### EXTRACT
Since the 1950s, the ultra-wide aspect ratio, lens flares, and oval-shaped bokeh of anamorphic lenses have been synonymous with epic, big-budget Hollywood films. Indie filmmakers and videographers have emulated the anamorphic look using homemade oval-shaped cutouts, spherical lens adapters, and fake black letterbox bars. Today however, there are more affordable anamorphic lenses compatible with most prosumer crop-sensor and full frame digital cameras, including Sirui's Saturn 35mm T.2.9 1.6x anamorphic lens ($1,299 MSRP).
The Saturn 35mm is available in Sony E, Fuji X, Leica L, DJI DL, and Canon RF mounts, plus the option of blue or neutral lens flares. For this review, I'll be reviewing the Canon RF version with neutral flares.
- Super lightweight and compact
- Reasonably priced
- Does not flare easily
- Good image quality for the price
- Great for gimbals
- Manual focus only
- No optical image stabilization
- Long minimum focusing distance
- Questionable return on investment
Lens material and construction
Sirui designed the Saturn 35mm to be smaller, lighter, and more compact than other anamorphic lenses. Compared to the similar Venus 35mm 1.6x anamorphic (also made by Sirui), the carbon fiber Saturn is half an inch shorter and just over a pound lighter (0.91 versus 2.05 pounds). This makes the Saturn 35mm a great option when shooting video using a gimbal or even a professional DJI drone supporting interchangeable lenses.
The RF version of the lens mounts confidently to both my Canon EOS R5 and R6, and I don't detect any wiggle or alignment issues. The lens feels solid and tight, comparable to one of Canon's own RF lenses. The focus and aperture rings are de-clicked for smooth focal and iris adjustments, with raised notches for mounting geared accessories.
Saturn's filter thread is 58mm, which is rather small for use with matte boxes or filter holders (like Freewell's K2 system). This means you will likely need step-up rings to mount filters with this lens, unless you intend to buy or already own small, 58mm filters. I tested the Saturn 35mm with a 58-82mm Maven magnetized step-up ring and 82mm filters, and this combination worked well. I'll likely pick up a similar step-up ring for the Freewell K2 system as well.
The Saturn 35mm functions similarly to a vintage, manual focus lens. Meaning, the lens and camera do not electronically communicate, so the camera has no idea what type of lens is attached, cannot electronically adjust aperture, auto focus, or optical stabilization. All aperture and focal adjustments must be handled manually.
Because the Saturn 35mm is anamorphic and not spherical, focal length functions a bit differently. Field of view is 35mm across the vertical axis, but 22mm across the horizontal. This may be hard to visualize, so I shot a couple 4k videos at 22 and 35mm using a Canon 14-35mm f/4 to illustrate how it works.
If we layer the 35mm video on top of 22mm, then downscale/align the 35mm image to fit, we get the following composite image. The orange highlight represents the anamorphic field of view captured by the Sirui Saturn 35mm.
As a result, we get the following image, which has a standard 35mm field of view, but 40% more area added to the left and right. This creates the look and depth of field of a 35mm lens, but with a 22mm wide angle field of view. For me, this is literally the best of both worlds.

### TASKS TO PERFORM
1. Answer these questions using the lens review.
(a) What size is the Saturn 35mm's filter thread?
(b) How much does the Saturn 35mm weigh?
(c) What is the Saturn 35mm's field of view across the horizontal axis?
2. Go on with the lens review, starting right after its last sentence.

### Extracted records
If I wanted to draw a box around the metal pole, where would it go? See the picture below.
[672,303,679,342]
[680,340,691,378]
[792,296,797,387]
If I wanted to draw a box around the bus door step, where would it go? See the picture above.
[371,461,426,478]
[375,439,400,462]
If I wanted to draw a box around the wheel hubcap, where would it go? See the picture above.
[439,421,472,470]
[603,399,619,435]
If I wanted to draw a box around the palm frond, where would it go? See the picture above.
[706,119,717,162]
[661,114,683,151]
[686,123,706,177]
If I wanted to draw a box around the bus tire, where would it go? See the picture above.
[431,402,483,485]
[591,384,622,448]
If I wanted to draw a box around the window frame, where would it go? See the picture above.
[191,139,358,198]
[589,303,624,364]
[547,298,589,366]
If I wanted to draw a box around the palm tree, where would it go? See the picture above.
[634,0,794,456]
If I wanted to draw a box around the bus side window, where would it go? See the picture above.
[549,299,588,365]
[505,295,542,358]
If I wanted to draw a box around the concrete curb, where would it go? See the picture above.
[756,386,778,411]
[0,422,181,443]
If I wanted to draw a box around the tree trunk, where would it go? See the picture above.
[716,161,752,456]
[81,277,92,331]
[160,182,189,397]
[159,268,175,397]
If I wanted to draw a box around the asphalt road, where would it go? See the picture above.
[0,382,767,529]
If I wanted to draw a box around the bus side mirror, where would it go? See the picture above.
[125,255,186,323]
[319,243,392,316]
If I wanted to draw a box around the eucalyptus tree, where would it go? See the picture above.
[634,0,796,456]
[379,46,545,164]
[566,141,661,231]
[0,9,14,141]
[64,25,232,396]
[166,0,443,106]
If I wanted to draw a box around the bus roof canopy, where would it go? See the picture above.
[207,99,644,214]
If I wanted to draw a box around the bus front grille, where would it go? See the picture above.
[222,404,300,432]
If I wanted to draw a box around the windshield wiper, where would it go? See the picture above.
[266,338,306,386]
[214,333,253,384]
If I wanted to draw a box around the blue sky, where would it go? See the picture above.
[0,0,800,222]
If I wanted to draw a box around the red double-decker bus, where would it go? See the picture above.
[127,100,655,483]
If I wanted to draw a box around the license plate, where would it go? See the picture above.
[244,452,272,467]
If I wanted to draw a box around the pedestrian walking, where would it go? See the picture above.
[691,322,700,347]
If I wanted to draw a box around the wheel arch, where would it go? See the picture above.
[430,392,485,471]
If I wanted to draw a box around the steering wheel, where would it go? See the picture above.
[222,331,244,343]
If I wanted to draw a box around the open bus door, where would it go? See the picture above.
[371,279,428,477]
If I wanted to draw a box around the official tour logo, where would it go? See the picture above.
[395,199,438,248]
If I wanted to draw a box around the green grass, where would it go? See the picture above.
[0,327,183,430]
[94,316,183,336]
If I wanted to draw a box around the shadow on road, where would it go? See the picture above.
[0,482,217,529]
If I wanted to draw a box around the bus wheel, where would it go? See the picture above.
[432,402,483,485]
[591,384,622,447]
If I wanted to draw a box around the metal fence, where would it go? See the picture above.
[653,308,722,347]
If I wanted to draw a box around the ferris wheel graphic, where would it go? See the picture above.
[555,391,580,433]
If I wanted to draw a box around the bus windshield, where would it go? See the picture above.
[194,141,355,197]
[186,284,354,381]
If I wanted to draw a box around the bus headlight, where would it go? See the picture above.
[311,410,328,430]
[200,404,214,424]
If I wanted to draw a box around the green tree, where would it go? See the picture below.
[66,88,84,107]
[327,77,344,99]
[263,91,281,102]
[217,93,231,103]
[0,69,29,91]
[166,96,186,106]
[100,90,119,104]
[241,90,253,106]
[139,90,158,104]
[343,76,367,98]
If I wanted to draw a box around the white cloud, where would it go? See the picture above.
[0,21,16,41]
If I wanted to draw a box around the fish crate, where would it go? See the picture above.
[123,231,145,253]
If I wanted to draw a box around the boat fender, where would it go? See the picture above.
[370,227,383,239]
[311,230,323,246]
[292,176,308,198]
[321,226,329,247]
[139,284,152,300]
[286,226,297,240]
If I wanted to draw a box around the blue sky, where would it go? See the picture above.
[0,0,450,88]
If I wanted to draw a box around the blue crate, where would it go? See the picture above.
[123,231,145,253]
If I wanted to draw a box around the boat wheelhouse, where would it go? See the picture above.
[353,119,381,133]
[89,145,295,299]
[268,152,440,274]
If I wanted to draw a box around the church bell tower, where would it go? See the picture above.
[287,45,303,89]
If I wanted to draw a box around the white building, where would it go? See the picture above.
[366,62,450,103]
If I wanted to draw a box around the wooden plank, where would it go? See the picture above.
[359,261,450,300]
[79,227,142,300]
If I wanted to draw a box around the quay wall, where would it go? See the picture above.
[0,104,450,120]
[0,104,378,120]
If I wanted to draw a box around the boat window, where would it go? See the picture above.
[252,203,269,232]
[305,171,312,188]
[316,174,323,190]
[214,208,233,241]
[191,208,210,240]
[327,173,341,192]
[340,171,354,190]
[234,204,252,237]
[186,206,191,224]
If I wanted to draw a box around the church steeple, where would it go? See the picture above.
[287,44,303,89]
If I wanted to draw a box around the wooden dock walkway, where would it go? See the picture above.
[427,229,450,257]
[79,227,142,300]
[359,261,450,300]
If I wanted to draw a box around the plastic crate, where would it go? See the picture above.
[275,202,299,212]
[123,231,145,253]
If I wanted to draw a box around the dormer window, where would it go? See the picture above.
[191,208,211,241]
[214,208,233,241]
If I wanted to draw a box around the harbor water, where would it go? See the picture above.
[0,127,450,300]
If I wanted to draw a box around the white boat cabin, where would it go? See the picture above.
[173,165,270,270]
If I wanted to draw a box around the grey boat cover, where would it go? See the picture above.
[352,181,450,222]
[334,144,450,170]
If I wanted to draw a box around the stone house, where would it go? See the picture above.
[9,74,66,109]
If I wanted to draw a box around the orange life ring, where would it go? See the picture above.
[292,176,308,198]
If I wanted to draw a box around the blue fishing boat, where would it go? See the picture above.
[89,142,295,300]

### THE ANSWERS
1.
(a) 58mm
(b) 0.91 pounds
(c) 22mm

2.
Aperture and focusing
The Sirui Saturn 35mm has a minimum and maximum aperture of T2.9 and T16, respectively. Note that these values are t-stops, not f-stops. T-stops are more commonly used in cinematography, and represent the actual amount of light transmitted through the lens. F-stop values are used in photography and represent the ratio of the focal length to the effective aperture diameter.
If confused, just know that t-stop values are typically "close enough" to f-stop, so the Saturn 35mm is ~f/2.8, which is a fairly standard maximum aperture.
The focus ring displays both feet (in red) and meters (in white). Minimum focusing distance is 3 feet / 0.9 meters, which is rather long, but not uncommon with anamorphic lenses.
This means a subject must be positioned further away from the camera, which makes it harder to create a shallow depth of field, even when shooting wide open at T2.9. You can see this in the example image below, where the subject (the Yashica camera) feels distant and the background bokeh is decidedly average. On its own, the Saturn 35mm would not be a good lens for portraiture or macro footage.
Thankfully, we can shorten the lens' minimum focusing distance using diopters. Using this cheap set of 58mm filters, I was able to bring the subject closer and create nicer looking bokeh (with those characteristically anamorphic cat eye shapes). The examples below were captured using +1, +2 and +4 diopters.
There is some focus breathing when adjusting focus from minimum to infinity and back again (as demonstrated in the video below). This is most noticeable around the edges and corners, which appear to zoom slightly in and out. Breathing would be mostly negligible with smaller adjustments.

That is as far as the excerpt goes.